• _WHAT IS NEEDED_: Give every line of the data again, exactly as it is written.

[Data excerpts]
+ + + +

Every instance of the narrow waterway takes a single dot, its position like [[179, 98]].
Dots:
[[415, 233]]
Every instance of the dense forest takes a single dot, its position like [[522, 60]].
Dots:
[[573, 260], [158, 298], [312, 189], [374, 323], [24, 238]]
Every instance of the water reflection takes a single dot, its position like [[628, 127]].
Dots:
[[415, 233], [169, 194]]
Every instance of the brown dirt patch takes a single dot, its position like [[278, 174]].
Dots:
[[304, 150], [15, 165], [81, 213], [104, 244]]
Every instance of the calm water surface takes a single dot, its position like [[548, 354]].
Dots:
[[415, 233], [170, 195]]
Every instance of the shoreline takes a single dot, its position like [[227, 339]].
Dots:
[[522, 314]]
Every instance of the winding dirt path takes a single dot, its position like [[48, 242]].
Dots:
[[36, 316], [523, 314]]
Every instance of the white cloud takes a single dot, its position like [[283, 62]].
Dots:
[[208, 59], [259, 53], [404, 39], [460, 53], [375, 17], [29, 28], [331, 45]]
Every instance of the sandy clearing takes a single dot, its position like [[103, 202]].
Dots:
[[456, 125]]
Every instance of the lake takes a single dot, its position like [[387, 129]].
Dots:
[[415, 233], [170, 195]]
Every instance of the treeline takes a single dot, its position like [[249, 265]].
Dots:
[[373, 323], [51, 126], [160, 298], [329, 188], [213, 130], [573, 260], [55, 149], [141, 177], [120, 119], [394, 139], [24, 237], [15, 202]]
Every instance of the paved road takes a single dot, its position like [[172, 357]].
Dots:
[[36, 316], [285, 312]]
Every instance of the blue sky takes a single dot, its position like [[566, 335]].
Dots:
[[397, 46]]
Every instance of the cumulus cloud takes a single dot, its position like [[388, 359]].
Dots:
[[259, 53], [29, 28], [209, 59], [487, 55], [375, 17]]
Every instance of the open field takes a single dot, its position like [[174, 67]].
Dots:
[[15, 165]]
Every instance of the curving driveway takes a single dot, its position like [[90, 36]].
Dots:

+ + + +

• _WRITTEN RESPONSE_:
Every instance of the narrow waterway takes a single dot, its position like [[179, 98]].
Dots:
[[415, 233]]
Every instance of the dense forest takes a single dot, its position like [[522, 60]].
Dots:
[[573, 260], [158, 298], [312, 189], [374, 323], [24, 238]]
Every instance of the water reflection takes a single dot, its position like [[628, 127]].
Dots:
[[415, 233], [169, 194]]
Every instance of the brown dirt patch takes a single dot, its position like [[278, 174]].
Dots:
[[304, 150], [15, 165], [81, 213], [104, 244]]
Every instance of the calm water surface takes a single dot, its position like [[548, 354]].
Dots:
[[415, 233], [170, 195]]
Every instance of the shoreline takes a single dot, its position like [[227, 339]].
Dots:
[[522, 314]]
Every instance of the winding dirt path takes a single dot, its position like [[48, 242]].
Dots:
[[36, 316], [523, 314]]
Every instance of the white cloud takes a single dot, its position like [[283, 62]].
Dots:
[[208, 59], [259, 53], [404, 39], [460, 53], [375, 17], [29, 28], [331, 45]]
Every instance of the sandy clearing takes a single dot, its position like [[103, 202]].
Dots:
[[456, 125]]
Every instance of the lake takes a single dot, its position like [[387, 129]].
Dots:
[[415, 233], [170, 195]]
Every instance of the treeline takes a single dot, its position like [[249, 265]].
Dots:
[[373, 323], [51, 126], [160, 298], [329, 188], [213, 130], [573, 260], [55, 149], [141, 177], [120, 119], [394, 139], [24, 237], [15, 202]]
Every instance of the paved road takes a single dot, its position like [[172, 357]].
Dots:
[[36, 316], [285, 312]]
Every instance of the blue sky takes a single dot, its position like [[566, 335]].
Dots:
[[397, 46]]
Every instance of the cumulus cloud takes a single dot, its position like [[388, 359]].
Dots:
[[259, 53], [29, 28], [209, 59], [487, 55], [375, 17]]
Every instance of the open field takes a single dot, its position like [[174, 67]].
Dots:
[[15, 165]]
Every instance of the curving driveway takes a single dot, its position like [[90, 36]].
Dots:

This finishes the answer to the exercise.